Dataset records:
· · · · ·

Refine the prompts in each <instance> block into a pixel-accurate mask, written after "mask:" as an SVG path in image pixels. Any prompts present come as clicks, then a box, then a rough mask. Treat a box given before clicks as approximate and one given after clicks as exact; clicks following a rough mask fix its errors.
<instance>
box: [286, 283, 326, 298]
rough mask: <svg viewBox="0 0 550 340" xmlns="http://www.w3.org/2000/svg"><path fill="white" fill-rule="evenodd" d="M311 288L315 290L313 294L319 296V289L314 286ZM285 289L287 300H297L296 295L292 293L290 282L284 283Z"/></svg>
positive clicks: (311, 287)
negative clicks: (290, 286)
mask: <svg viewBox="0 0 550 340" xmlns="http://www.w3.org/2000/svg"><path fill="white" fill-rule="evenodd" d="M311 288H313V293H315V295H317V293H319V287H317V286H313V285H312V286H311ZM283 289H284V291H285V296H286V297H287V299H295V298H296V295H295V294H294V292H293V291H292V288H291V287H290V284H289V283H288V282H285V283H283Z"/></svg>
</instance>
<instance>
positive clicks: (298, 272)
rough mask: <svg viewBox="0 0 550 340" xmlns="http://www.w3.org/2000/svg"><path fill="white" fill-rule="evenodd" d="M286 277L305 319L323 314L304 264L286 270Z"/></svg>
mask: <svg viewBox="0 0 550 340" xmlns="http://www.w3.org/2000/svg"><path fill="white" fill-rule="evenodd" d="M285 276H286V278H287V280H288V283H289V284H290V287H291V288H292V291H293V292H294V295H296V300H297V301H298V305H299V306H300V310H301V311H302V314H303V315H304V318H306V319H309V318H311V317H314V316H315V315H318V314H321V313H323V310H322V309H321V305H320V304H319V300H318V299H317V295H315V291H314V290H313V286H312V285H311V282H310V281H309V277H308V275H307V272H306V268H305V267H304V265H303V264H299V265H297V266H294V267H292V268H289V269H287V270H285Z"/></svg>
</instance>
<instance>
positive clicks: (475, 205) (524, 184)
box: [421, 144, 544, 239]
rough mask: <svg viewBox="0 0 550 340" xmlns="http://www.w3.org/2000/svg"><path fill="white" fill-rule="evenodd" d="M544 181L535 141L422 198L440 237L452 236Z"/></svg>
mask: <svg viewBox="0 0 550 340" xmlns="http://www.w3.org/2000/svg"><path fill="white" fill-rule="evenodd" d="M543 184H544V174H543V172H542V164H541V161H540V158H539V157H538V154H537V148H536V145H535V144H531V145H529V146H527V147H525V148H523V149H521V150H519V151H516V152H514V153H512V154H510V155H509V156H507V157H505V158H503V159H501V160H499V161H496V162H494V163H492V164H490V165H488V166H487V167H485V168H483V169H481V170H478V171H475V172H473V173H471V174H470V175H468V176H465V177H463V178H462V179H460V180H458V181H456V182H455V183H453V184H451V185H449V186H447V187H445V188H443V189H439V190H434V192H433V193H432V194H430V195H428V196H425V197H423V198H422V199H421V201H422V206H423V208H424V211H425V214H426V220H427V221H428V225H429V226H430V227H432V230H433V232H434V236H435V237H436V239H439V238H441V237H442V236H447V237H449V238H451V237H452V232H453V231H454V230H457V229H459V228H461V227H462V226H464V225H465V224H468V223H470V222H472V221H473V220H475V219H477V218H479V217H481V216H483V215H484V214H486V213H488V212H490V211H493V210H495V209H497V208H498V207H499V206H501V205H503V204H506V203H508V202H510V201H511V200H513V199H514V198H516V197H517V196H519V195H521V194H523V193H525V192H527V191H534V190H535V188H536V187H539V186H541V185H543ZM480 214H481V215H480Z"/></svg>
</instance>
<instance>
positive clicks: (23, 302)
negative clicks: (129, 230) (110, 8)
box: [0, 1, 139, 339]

· · · · ·

Prompt: Working down the entries above, count each line in which "positive" occurs, and state only the resulting number.

Your solution: 4